** What the task requires **
Restate the whole listing word for word, missing no line.

───

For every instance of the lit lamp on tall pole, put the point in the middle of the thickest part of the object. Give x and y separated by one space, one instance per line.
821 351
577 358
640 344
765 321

───

** Exercise response **
For every instance of the lit lamp on tall pole, put the point in the middle of the thickest part of the object. Give x and y separated by one space, one instance per line.
821 351
577 358
640 344
765 321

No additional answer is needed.